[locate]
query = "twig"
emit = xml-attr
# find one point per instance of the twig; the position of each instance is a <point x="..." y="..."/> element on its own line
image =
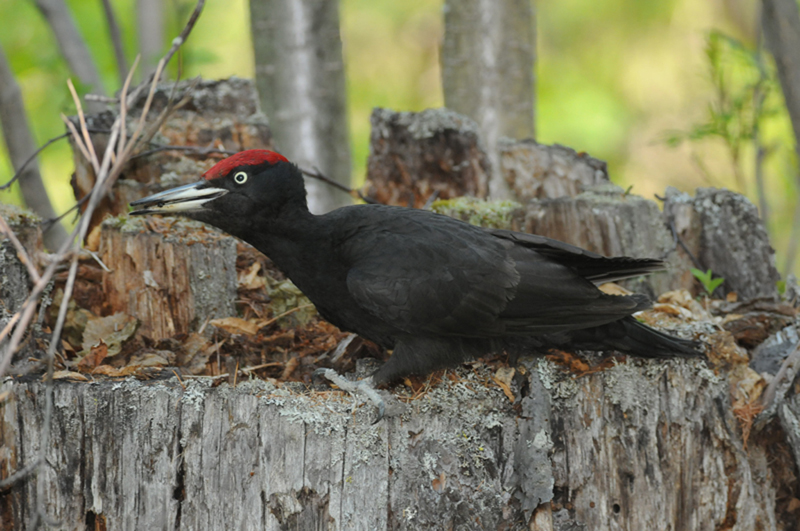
<point x="105" y="179"/>
<point x="31" y="159"/>
<point x="116" y="40"/>
<point x="86" y="136"/>
<point x="123" y="108"/>
<point x="70" y="43"/>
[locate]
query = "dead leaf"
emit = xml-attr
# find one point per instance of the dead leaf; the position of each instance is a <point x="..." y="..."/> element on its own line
<point x="236" y="325"/>
<point x="113" y="331"/>
<point x="503" y="377"/>
<point x="68" y="375"/>
<point x="93" y="358"/>
<point x="113" y="372"/>
<point x="249" y="279"/>
<point x="196" y="351"/>
<point x="149" y="359"/>
<point x="93" y="240"/>
<point x="610" y="288"/>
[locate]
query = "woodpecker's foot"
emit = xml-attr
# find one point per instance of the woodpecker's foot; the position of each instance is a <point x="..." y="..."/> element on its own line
<point x="362" y="386"/>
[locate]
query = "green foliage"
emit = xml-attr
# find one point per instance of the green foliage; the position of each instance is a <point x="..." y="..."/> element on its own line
<point x="781" y="285"/>
<point x="746" y="94"/>
<point x="709" y="283"/>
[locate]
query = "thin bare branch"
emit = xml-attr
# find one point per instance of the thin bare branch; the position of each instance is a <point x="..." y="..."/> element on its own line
<point x="71" y="44"/>
<point x="21" y="252"/>
<point x="86" y="136"/>
<point x="123" y="107"/>
<point x="116" y="40"/>
<point x="22" y="150"/>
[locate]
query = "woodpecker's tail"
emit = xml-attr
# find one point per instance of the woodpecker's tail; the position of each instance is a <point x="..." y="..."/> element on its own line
<point x="632" y="337"/>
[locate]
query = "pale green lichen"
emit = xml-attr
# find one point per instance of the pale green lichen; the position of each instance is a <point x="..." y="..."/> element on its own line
<point x="489" y="214"/>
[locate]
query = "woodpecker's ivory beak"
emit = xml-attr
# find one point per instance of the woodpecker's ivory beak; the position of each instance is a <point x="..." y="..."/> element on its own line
<point x="189" y="197"/>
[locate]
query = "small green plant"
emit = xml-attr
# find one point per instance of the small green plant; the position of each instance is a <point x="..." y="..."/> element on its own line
<point x="709" y="283"/>
<point x="781" y="285"/>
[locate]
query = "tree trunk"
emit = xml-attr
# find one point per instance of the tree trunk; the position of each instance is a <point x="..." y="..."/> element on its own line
<point x="487" y="59"/>
<point x="642" y="445"/>
<point x="301" y="85"/>
<point x="21" y="146"/>
<point x="72" y="47"/>
<point x="780" y="20"/>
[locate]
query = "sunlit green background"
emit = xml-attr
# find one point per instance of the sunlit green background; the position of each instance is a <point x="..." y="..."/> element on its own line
<point x="614" y="79"/>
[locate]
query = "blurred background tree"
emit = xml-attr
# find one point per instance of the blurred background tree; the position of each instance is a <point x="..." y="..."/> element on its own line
<point x="650" y="87"/>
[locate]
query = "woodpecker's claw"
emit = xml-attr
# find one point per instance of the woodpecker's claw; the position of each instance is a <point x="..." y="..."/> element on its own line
<point x="364" y="386"/>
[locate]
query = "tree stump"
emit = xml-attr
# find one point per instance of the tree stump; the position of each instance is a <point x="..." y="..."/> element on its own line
<point x="723" y="232"/>
<point x="538" y="171"/>
<point x="414" y="156"/>
<point x="173" y="275"/>
<point x="15" y="281"/>
<point x="642" y="445"/>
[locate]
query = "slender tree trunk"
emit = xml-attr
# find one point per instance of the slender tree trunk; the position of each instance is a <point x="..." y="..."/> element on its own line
<point x="301" y="85"/>
<point x="780" y="20"/>
<point x="487" y="70"/>
<point x="20" y="144"/>
<point x="72" y="46"/>
<point x="150" y="18"/>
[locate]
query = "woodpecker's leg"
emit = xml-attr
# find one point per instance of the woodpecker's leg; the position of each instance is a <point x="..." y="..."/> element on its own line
<point x="364" y="386"/>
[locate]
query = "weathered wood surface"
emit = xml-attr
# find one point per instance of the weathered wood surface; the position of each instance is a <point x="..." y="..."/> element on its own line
<point x="14" y="278"/>
<point x="724" y="233"/>
<point x="415" y="155"/>
<point x="487" y="59"/>
<point x="539" y="171"/>
<point x="173" y="279"/>
<point x="643" y="445"/>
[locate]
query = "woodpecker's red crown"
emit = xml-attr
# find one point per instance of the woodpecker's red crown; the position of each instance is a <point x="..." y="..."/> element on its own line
<point x="251" y="157"/>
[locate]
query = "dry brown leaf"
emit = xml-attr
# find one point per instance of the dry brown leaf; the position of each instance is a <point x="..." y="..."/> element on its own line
<point x="93" y="240"/>
<point x="236" y="325"/>
<point x="93" y="358"/>
<point x="610" y="288"/>
<point x="113" y="372"/>
<point x="249" y="279"/>
<point x="113" y="331"/>
<point x="503" y="378"/>
<point x="68" y="375"/>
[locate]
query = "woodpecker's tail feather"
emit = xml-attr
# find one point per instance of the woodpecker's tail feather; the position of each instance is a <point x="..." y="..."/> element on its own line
<point x="632" y="337"/>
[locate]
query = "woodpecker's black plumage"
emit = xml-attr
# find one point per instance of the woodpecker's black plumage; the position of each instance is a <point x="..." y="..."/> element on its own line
<point x="434" y="289"/>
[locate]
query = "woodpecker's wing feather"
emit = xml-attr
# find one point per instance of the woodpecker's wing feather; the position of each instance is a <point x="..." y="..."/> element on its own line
<point x="589" y="265"/>
<point x="431" y="274"/>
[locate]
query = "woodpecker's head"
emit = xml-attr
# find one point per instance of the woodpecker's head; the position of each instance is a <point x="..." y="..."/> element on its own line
<point x="252" y="185"/>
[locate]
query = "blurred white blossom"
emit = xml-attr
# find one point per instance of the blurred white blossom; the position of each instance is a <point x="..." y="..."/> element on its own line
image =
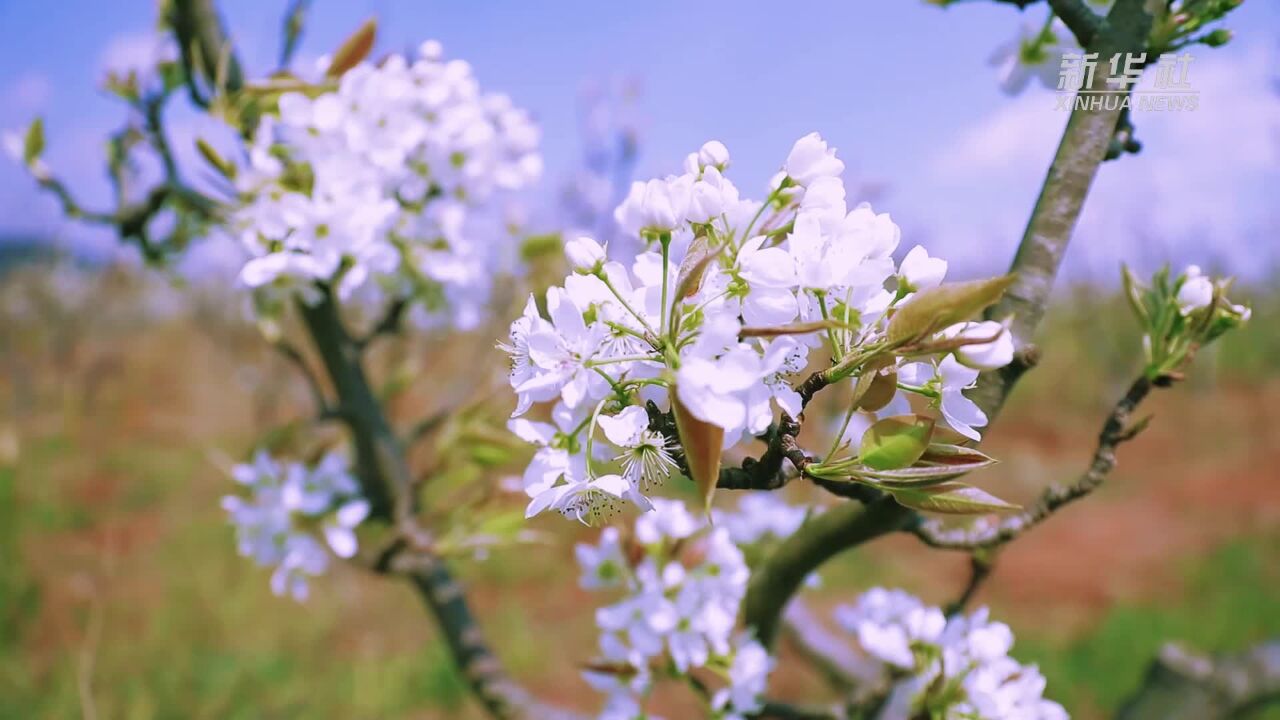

> **OBJECTIVE**
Extract all the entries word for word; omit any pictures.

> **TASK OUTPUT**
[locate]
query = "twig"
emit = xml-attr
# find one point per instance of the twig; the position of each instance is a <point x="..." y="..."/> element on its own line
image =
<point x="105" y="179"/>
<point x="31" y="159"/>
<point x="116" y="40"/>
<point x="86" y="136"/>
<point x="123" y="108"/>
<point x="70" y="43"/>
[locate]
query = "dead leaf"
emit = xml-attr
# find one point per instance of the dead leaf; the position of each instance is a <point x="..." y="..."/> element on its own line
<point x="236" y="325"/>
<point x="113" y="331"/>
<point x="503" y="377"/>
<point x="68" y="375"/>
<point x="93" y="358"/>
<point x="113" y="372"/>
<point x="249" y="279"/>
<point x="196" y="351"/>
<point x="149" y="359"/>
<point x="93" y="240"/>
<point x="610" y="288"/>
[locate]
query = "woodpecker's foot"
emit = xml-attr
# find one point per instance of the woodpecker's foot; the position of each instance is a <point x="..." y="..."/> element on its own line
<point x="362" y="386"/>
[locate]
query = "green foliage"
emit = xml-attr
# find one point per instance of the green foliage; the position of each instance is a <point x="..." y="..."/> element on its own line
<point x="781" y="285"/>
<point x="746" y="94"/>
<point x="709" y="283"/>
[locate]
query = "thin bare branch"
emit = xml-attr
# find one point per instance of the thin bare branch; the position of each instance is a <point x="..." y="..."/> element on its own line
<point x="71" y="44"/>
<point x="21" y="252"/>
<point x="86" y="136"/>
<point x="123" y="107"/>
<point x="116" y="40"/>
<point x="22" y="150"/>
[locate]
query = "woodpecker's tail"
emit = xml-attr
# find one point per instance of the woodpecker's tail; the position of each instance is a <point x="..." y="..."/> element on its own line
<point x="632" y="337"/>
[locate]
query = "pale green lichen"
emit = xml-attr
# find one point per instance of the pale green lichen; the position of each instance is a <point x="..." y="..."/> element on its own line
<point x="489" y="214"/>
[locate]
query = "woodpecker's ivory beak"
emit = xml-attr
# find one point per instance of the woodpecker's ivory beak; the position of each instance is a <point x="..." y="..."/> element on its own line
<point x="189" y="197"/>
[locate]
query = "small green plant"
emit = xml-attr
# find one point per instance of the small green plant; the position of each instance is a <point x="..." y="..."/> element on its own line
<point x="709" y="283"/>
<point x="781" y="285"/>
[locate]
query = "tree trunk"
emit = xml-attr
# find one point per instance of the tree trunk; the position of each instance is a <point x="..." y="..."/> element on its own line
<point x="487" y="59"/>
<point x="642" y="445"/>
<point x="301" y="85"/>
<point x="21" y="146"/>
<point x="72" y="47"/>
<point x="780" y="20"/>
[locate]
query = "sunlit green background"
emit = xml-attr
# find one point per instance of the sunlit green background; the position of each instance is a <point x="..." y="..."/> element on its own line
<point x="614" y="79"/>
[locate]
query = "blurred background tree"
emit = xml-attr
# find one point per instance of the blurred background tree; the position of each instance is a <point x="..." y="..."/> element on its own line
<point x="650" y="87"/>
[locate]
query = "woodpecker's claw"
emit = xml-attr
# find one point per instance of the woodpecker's claw; the position of each instance is a <point x="..." y="..."/> element on its own line
<point x="364" y="386"/>
[locate]
query = "tree stump"
emit = xml-attr
# find one point per instance of the tree stump; the position of each instance is a <point x="..." y="..."/> element on its own line
<point x="723" y="232"/>
<point x="538" y="171"/>
<point x="414" y="156"/>
<point x="173" y="275"/>
<point x="15" y="281"/>
<point x="642" y="445"/>
[locate]
query = "slender tree trunk"
emit = xml-attr
# find one point per instance of the slender tree trunk; the position of each instance is a <point x="..." y="..."/> element on its own line
<point x="301" y="85"/>
<point x="780" y="20"/>
<point x="487" y="70"/>
<point x="20" y="144"/>
<point x="72" y="46"/>
<point x="150" y="18"/>
[locate]
query = "woodpecker's leg"
emit = xml-attr
# find one point per instance of the woodpecker's leg; the position of each instance is a <point x="..." y="..."/> element on its own line
<point x="364" y="386"/>
[locate]
query = "weathered wood surface"
emit = xml-attr
# find one point per instance of the weathered wood surface; the position of each instance is a <point x="..." y="..."/> element on its own line
<point x="14" y="278"/>
<point x="724" y="233"/>
<point x="415" y="155"/>
<point x="487" y="59"/>
<point x="539" y="171"/>
<point x="173" y="279"/>
<point x="643" y="445"/>
[locate]
query = "woodpecker's red crown"
emit = xml-attr
# find one point per instance of the woodpecker's red crown; the position of each instance is a <point x="..." y="..."/> element on its own line
<point x="251" y="157"/>
[locate]
query = "dry brown leaf"
emit = xml-attr
# find one point per instance of the dry brown leaf; the position of each instance is a <point x="..." y="..."/> element on its own line
<point x="93" y="240"/>
<point x="236" y="325"/>
<point x="93" y="358"/>
<point x="610" y="288"/>
<point x="113" y="372"/>
<point x="249" y="279"/>
<point x="113" y="331"/>
<point x="503" y="378"/>
<point x="68" y="375"/>
[locate]
query = "woodpecker's tail feather"
emit = xml-attr
# find one point per instance of the woodpecker's tail feather; the position of each instance is a <point x="..." y="..."/> element on its own line
<point x="632" y="337"/>
[locate]
query = "woodpecker's black plumage"
emit = xml-attr
# find one point per instance of the woodpecker's black plumage; the position of each instance is a <point x="..." y="..."/> element on its own line
<point x="434" y="289"/>
[locate]
query = "woodpecker's wing feather"
emit = xml-attr
# find one point per instance of the woodpecker's wing feather; the position of each instance is a <point x="..." y="..."/> element on its own line
<point x="589" y="265"/>
<point x="431" y="274"/>
[locate]
query = "woodpecker's head"
emit = xml-attr
# find one point per instance of the woodpecker's head; the position of each instance is a <point x="..." y="..."/> element on its own line
<point x="252" y="185"/>
[locate]
query = "blurred white blossom"
emit = xml-attr
# find one point per instance of the blurred white blossom; the position of each instance is a <point x="..." y="..."/> element on its own line
image =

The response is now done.